- Text -
On the same day, they were indicted by a federal grand jury in Missouri ‘charging them for their roles in a conspiracy to provide material support or resources to a conspiracy to kidnap persons and use weapons of mass destruction in a foreign country‘.
The trio allegedly supported and raised funds – more than $350,000 – for English speaking separatists in Cameroon since January 2018.
These funds were suposedly raised through online chat applications and payment platforms from individuals located in the United States and abroad. Then transferred from various financial and cryptocurrency accounts controlled by the defendants through intermediaries to the separatist fighters to support attacks in Cameroon.
According to the indictment, the defendants drafted a list of expenditures related to improvised explosive devices (IEDs), firearms and ammunition.
Other expenditures included funds related to the kidnapping of late Cardinal Christian Tumi and of a Cameroonian traditional leader named Sehm Mbinglo II on Nov. 5, 2020.
If convicted, the defendants face a maximum legal sentence of up to 15 years in prison for the material support charges, up to three years in prison for receiving money from a ransom charge and up to 20 years in prison for the money laundering conspiracy.
The FBI said it was continuing its investigation to dismantle the entire network.
Yaoundé has not yet reacted to the announcement.
The Cameroonian government has always asked countries hosting separatists to extradite them to Cameroon for trial.

- Work order -
Reproduce word for word the stretch of the indictment report from "Other expenditures included" through "Cameroon for trial.".

- Supplied material -
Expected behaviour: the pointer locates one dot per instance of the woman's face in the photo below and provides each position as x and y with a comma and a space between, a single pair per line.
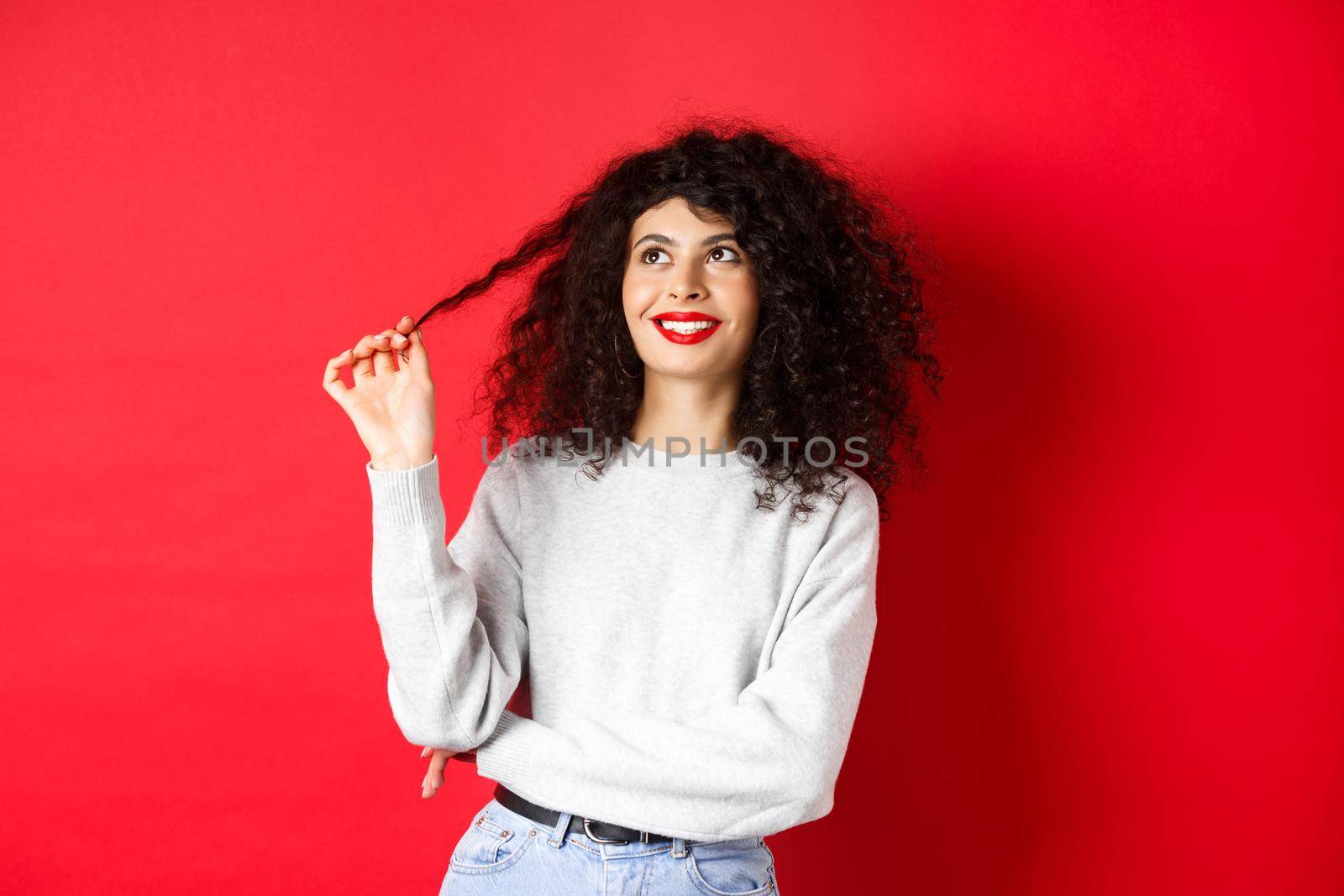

- Written solution -
Other expenditures included funds related to the kidnapping of late Cardinal Christian Tumi and of a Cameroonian traditional leader named Sehm Mbinglo II on Nov. 5, 2020.
If convicted, the defendants face a maximum legal sentence of up to 15 years in prison for the material support charges, up to three years in prison for receiving money from a ransom charge and up to 20 years in prison for the money laundering conspiracy.
The FBI said it was continuing its investigation to dismantle the entire network.
Yaoundé has not yet reacted to the announcement.
The Cameroonian government has always asked countries hosting separatists to extradite them to Cameroon for trial.